Given text:
%%
So I used to play tennis in high school. And we our tennis matches would end around 330 or four o’clock, and I had the beautiful gift of being able to look up and watch my dad sitting and watching the match. And then him and I would go get ice cream. And it was at 330 in the afternoon. And I knew that I was one of the only people who had a dad that could do that. And and I think at that point in time, I made the decision that I wanted time to be my own. And I wanted to be able to do what I wanted to do with my time now. You know, fast forward to where I am now. And I would have you know David your time being our own is is is all relative? Because Because yes, time is my own now. But I also you know you can’t you there’s a lot more work involved, right? Like you you’re in it being an entrepreneur then having a corporate job where you can just let it go over the weekends and and you can not worry about it. So yes, I think I always thought I love that. Like I want that kind of lifestyle. I didn’t always know that I would be successful at it. When I went to business school. And I got I went to business school at the Kellogg School of Management, I was trained to sort of go up a corporate ladder, and even what I when I left visit school and that I started my first job and I was sort of doing the back of the envelope math with my dad on on how we were going to get through the first year, he looked at me and he said, Are you sure you want to do this? Because this is hard. Like you’re not you’re not taking over somebody’s business, you’re not climbing somebody’s ladder, you are creating something from scratch? And and he said, Are you sure? Because in some ways, climbing a ladder would be easier. And I’ll never forget that because you think he’s absolutely i don’t think he’s right in the sense that I don’t think the grass is greener on either side. But what I do think is that there’s no easy in terms of everything’s work. It’s just the kind of work that you want to put in what you want to be spending your time and energy doing. And for me, I I think I always knew I would give entrepreneurship a shot. I just didn’t know that it would work out. Because I think nobody really does.
David Ralph [39:54]
I think nobody really does. But once you get on the journey, I think it’s pretty clear. And I think the problem is, as we’ve already alluded to, there’s so much comparison, there’s so much information out there, it’s getting that clarity, and just listening from you, you’ve got clarity, you know where you’re going, you know, where you’ve come from, you know, what you’re delivering to people. So in many ways, it becomes effortless, because you aren’t you your own competition, I suppose. Monica Shah?
%%
Pointing dataset excerpts:
%%
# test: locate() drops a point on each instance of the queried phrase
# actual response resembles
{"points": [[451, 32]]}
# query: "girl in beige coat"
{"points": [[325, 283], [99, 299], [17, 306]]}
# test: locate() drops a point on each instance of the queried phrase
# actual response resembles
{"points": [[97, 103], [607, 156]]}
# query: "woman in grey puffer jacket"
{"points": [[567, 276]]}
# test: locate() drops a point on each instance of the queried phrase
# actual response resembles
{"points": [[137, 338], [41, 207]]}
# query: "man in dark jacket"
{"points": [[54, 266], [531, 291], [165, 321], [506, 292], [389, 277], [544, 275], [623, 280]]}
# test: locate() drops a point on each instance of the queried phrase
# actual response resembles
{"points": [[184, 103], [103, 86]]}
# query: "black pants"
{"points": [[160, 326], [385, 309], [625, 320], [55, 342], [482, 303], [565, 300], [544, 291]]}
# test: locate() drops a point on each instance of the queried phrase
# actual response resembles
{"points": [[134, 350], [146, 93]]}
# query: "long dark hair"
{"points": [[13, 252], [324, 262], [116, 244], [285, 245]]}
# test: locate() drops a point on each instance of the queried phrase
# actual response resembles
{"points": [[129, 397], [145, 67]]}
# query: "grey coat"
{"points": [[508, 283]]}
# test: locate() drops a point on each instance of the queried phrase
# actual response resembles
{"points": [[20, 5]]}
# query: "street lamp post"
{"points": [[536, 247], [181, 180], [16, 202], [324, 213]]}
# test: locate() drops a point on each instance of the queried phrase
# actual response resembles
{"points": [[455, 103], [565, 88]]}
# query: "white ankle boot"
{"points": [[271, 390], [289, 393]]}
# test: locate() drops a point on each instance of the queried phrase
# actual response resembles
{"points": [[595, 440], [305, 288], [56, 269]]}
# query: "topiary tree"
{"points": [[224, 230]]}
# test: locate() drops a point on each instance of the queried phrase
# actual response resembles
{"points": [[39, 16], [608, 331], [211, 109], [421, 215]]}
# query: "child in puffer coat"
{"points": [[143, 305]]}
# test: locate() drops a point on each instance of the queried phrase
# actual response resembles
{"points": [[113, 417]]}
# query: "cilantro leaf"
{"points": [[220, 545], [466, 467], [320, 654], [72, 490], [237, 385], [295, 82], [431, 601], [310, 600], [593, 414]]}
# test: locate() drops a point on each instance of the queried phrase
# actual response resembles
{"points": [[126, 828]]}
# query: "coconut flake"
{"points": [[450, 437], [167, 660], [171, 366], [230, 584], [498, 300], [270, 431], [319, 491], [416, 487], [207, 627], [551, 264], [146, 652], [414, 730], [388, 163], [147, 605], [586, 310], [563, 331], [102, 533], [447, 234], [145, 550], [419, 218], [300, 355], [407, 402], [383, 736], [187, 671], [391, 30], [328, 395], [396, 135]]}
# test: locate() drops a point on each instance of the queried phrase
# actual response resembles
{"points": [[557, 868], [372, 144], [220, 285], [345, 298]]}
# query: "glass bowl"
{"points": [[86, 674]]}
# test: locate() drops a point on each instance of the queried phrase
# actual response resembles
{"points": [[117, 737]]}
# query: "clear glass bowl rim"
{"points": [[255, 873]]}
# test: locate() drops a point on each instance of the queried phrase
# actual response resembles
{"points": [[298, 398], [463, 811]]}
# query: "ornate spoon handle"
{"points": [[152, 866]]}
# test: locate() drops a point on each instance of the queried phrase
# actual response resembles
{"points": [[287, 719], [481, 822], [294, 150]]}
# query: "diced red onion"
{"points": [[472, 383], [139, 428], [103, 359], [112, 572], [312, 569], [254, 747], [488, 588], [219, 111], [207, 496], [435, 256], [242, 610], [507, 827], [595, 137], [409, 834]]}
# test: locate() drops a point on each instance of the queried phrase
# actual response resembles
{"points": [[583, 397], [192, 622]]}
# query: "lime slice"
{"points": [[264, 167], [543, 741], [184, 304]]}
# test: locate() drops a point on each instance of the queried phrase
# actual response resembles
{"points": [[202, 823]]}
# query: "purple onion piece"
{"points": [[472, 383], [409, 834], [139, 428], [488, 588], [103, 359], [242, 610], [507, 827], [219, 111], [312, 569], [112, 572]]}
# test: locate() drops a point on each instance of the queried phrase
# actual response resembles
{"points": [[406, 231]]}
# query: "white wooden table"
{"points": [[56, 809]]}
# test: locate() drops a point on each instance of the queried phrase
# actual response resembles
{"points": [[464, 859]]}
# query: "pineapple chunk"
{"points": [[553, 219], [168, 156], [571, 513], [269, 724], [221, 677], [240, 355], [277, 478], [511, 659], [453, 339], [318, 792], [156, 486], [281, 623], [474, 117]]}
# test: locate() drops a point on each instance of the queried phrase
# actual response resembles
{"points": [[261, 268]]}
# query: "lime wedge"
%%
Given instruction A:
Retype the part of the interview transcript from "David Ralph [39:54]" up to and including "suppose. Monica Shah?".
Given instruction B:
Decide whether each statement agrees with the interview transcript, answering yes or no and quoting the words of the transcript that settle it. (i) The speaker went to business school at the Kellogg School of Management. (ii) The speaker's dad said that climbing a ladder would in some ways be harder. (iii) After the tennis match, the speaker and the dad would go get ice cream.

Exercise solution A:
David Ralph [39:54]
I think nobody really does. But once you get on the journey, I think it’s pretty clear. And I think the problem is, as we’ve already alluded to, there’s so much comparison, there’s so much information out there, it’s getting that clarity, and just listening from you, you’ve got clarity, you know where you’re going, you know, where you’ve come from, you know, what you’re delivering to people. So in many ways, it becomes effortless, because you aren’t you your own competition, I suppose. Monica Shah?

Exercise solution B:
(i) Yes: "I went to business school at the Kellogg School of Management"
(ii) No: "in some ways, climbing a ladder would be easier"
(iii) Yes: "And then him and I would go get ice cream."